━━━━━ TEXTO DE ORIGEM ━━━━━

Nelson Teich avisou Bolsonaro que não poderia mudar o protocolo sem comprovação científica
Natália Cancian e Talita Fernandes, da Folha de S. Paulo
A dois dias de completar um mês no cargo, o ministro da Saúde, Nelson Teich, pediu demissão nesta sexta (15), informou o próprio ministério.
Uma coletiva de imprensa será marcada nesta tarde, de acordo com a pasta.
Em sua breve passagem pelo cargo, Teich teve poder como ministro minimizado pelo presidente Jair Bolsonaro.
Na segunda (11), foi informado pela imprensa de decisão do presidente de aumentar a lista de atividades essenciais com salões de beleza, academias e barbearias, mostrou-se surpreso e virou alvo de memes. A postura surpresa reforçou a visão de que o ministro estava afastado de decisões que interferem em recomendações da Saúde.
Também foi enquadrado por Bolsonaro a ampliar o uso da cloroquina para pacientes com quadros leves da Covid-19, apesar da falta de evidências científicas do medicamento para o novo coronavírus. Estudos recentes internacionais, publicados em revistas científicas de prestígio, não mostraram benefícios da droga em reduzir internações e mortes e apontaram riscos cardíacos.
As divergências sobre o uso da droga foram consideradas a gota d’água para a saída de Teich.
Teich avisou Bolsonaro nesta sexta (15) que não poderia mudar o protocolo sem comprovação científica sobre a eficácia da cloroquina no início do tratamento.
Em uma teleconferência com grandes empresários organizada na quinta-feira (14) pelo presidente da Fiesp (Federação das Indústrias do Estado de São Paulo), Paulo Skaf, Bolsonaro afirmou que o protocolo sobre o uso da cloroquina “pode e vai mudar”.
“Agora votaram em mim para eu decidir e essa questão da cloroquina passa por mim. Está tudo bem com o ministro da Saúde [Nelson Teich], sem problema nenhum, acredito no trabalho dele. Mas essa questão da cloroquina vamos resolver. Não pode o protocolo —de 31 de março agora, quando estava o ministro da saúde anterior [Luiz Henrique Mandetta]— dizendo que só pode usar em caso grave… Não pode mudar o protocolo agora? Pode mudar e vai mudar”, declarou Bolsonaro.
“Cloroquina hoje ainda é uma incerteza. Houve estudos iniciais que sugeriram benefícios, mas existem estudos hoje que falam o contrário”, afirmou Nelson Teich em 29 de abril. “Os dados preliminares da China é que teve mortalidade alta e que o remédio não vai ser divisor de águas em relação à doença.”
Houve também cobrança por parte do governo sobre a demora dele em divulgar um plano mais flexível sobre isolamento.
Nelson Teich foi convidado por Bolsonaro para assumir a pasta com a expectativa de equilibrar as ações da pasta de forma a evitar mortes por coronavírus mas também minimizar o impacto econômico das medidas de restrição.
Inicialmente, chegou a dizer que o país “não sobrevive um ano parado” e defendeu um “plano de saída” do isolamento.

━━━━━ DADOS FORNECIDOS ━━━━━

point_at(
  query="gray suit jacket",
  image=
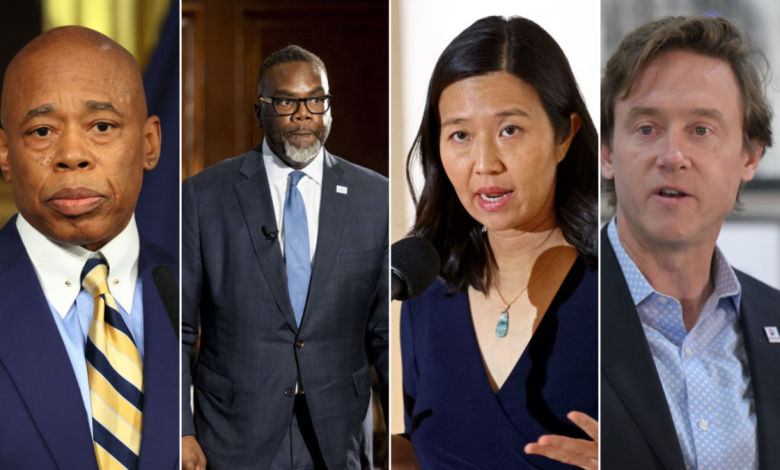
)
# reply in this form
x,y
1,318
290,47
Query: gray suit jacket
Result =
x,y
233,277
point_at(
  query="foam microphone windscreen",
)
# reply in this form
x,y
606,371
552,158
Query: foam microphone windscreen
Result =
x,y
415,265
169,293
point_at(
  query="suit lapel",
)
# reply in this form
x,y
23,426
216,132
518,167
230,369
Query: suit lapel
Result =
x,y
254,197
333,215
756,312
628,365
33,353
160,432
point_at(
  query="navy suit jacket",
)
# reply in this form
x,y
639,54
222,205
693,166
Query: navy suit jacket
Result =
x,y
43,423
251,349
637,430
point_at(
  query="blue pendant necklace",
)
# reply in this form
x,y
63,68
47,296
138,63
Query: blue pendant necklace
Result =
x,y
503,319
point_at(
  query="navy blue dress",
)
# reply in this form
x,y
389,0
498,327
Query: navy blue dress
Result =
x,y
454,418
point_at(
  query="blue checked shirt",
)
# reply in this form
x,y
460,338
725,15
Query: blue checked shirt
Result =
x,y
704,372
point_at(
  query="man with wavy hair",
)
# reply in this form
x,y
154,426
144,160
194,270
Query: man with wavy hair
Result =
x,y
689,378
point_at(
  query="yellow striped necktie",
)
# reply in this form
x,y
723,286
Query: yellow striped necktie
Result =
x,y
115,377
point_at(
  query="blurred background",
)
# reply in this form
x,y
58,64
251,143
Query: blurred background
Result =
x,y
149,29
750,238
223,44
420,32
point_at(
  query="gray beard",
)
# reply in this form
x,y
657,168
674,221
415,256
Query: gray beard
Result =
x,y
302,155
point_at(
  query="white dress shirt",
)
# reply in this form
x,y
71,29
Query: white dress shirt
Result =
x,y
309,186
59,271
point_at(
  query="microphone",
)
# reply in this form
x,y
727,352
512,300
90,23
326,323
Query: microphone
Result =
x,y
270,232
169,293
414,266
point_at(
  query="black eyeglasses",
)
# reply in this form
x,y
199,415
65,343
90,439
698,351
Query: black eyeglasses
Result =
x,y
289,106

━━━━━

Responda com base na notícia sobre a demissão de Nelson Teich:
1. Em que dia Teich pediu demissão do cargo?
2. Quem organizou a teleconferência com grandes empresários na quinta-feira (14)?
3. O que Teich chegou a dizer inicialmente sobre o país?

### EXERCÍCIO RESOLVIDO
1. Na sexta-feira (15).
2. Paulo Skaf, presidente da Fiesp (Federação das Indústrias do Estado de São Paulo).
3. Que o país "não sobrevive um ano parado".